What this exercise asks -
A. Please summarize the abstract in two sentences.
B. Return the wording of the abstract between "EGU24-9743, updated on" and "Neuweiler et al.", inclusive.

Text shown -
======

EGU24-9743, updated on 08 Mar 2024
https://doi.org/10.5194/egusphere-egu24-9743
EGU General Assembly 2024
© Author(s) 2024. This work is distributed under
the Creative Commons Attribution 4.0 License.

Direct Numerical Simulation of Immiscible Two-phase Flow in Rough Fractures from Viscous to Capillary Fingering – Impact of Flow regime and Structure of the Aperture Field 

Insa Neuweiler1, Rahul Krishna1, Zhibing Yang2, and Méheust Yves3
Insa Neuweiler et al.
  • 1Leibniz Universität Hannover, Institute of Fluid Mechanics, Department of Civil Engineering / Inst. of Fluid Mechanics, Hannover, Germany
  • 2Wuhan University, State Key Laboratory of Water Resources Engineering and Management, Wuhan, China
  • 3University of Rennes, Géosciences Rennes, Rennes, France

Immiscible fluid displacement in rough geological fractures plays a crucial role in various subsurface processes, such as enhanced oil recovery and geological carbon sequestration. In horizontal settings, this displacement is governed by capillary and viscous forces, resulting in the emergence of various displacement patterns as a less viscous fluid displaces a more viscous one (drainage). The macroscopic variables quantifying the flow process differ substantially between the two limit unstable regimes, namely capillary and viscous fingering, for very low and very large capillary numbers, respectively. While there has been extensive investigation of such phenomena in the context of porous media, studies on rough fractures are relatively scarce. In this study, we perform Direct Numerical Simulation (DNS) to analyze the process of drainage by solving the Navier–Stokes equations within the fracture pore space, employing the Volume of Fluid (VOF) method to track the evolution of the fluid-fluid interface. We consider a wide range of Capillary numbers (10-5 – 10-2) encompassing both the viscous and capillary dominated regimes, as well as three distinct viscosity ratios (0.8, 0.05 and 0.01), and address realistic synthetic fracture geometries characterized by their Hurst exponent, the ratio of the roughness amplitude to the mean aperture (denoted as the fracture closure), and the correlation scale Lc (i.e., the scale above which the two fracture walls are identical) of the investigated fracture domain. The fracture closure is varied between 0.1 and 1, and Lc between L/32 (aperture field with spatial correlations only at small scales) and L (self-affine aperture field), where L denotes the length of the domain. Starting from the invasion morphologies of the fluid-fluid interface, we examine various pore-scale and macroscopic flow observables, allowing us to systematically characterize the displacement processes of the two-phase system at the hydrodynamic scale. Additionally, flow observables, such as the residual saturation of the displaced fluid and the interfacial area, can be utilized to define the parameter functions of a continuum scale two-phase flow model towards upscaling.

======

Source excerpt -
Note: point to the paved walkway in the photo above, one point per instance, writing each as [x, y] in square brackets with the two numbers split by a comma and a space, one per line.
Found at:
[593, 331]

======

Task-by-task solutions -
A. The abstract describes a study that uses Direct Numerical Simulation, solving the Navier–Stokes equations with the Volume of Fluid method, to analyze drainage, where a less viscous fluid displaces a more viscous one in rough fractures. It covers a wide range of capillary numbers spanning the viscous and capillary dominated regimes, three viscosity ratios, and synthetic fracture geometries of varying closure and correlation scale, and it examines pore-scale and macroscopic flow observables that can help define the parameter functions of a continuum scale two-phase flow model.

B.
EGU24-9743, updated on 08 Mar 2024
https://doi.org/10.5194/egusphere-egu24-9743
EGU General Assembly 2024
© Author(s) 2024. This work is distributed under
the Creative Commons Attribution 4.0 License.

Direct Numerical Simulation of Immiscible Two-phase Flow in Rough Fractures from Viscous to Capillary Fingering – Impact of Flow regime and Structure of the Aperture Field 

Insa Neuweiler1, Rahul Krishna1, Zhibing Yang2, and Méheust Yves3
Insa Neuweiler et al.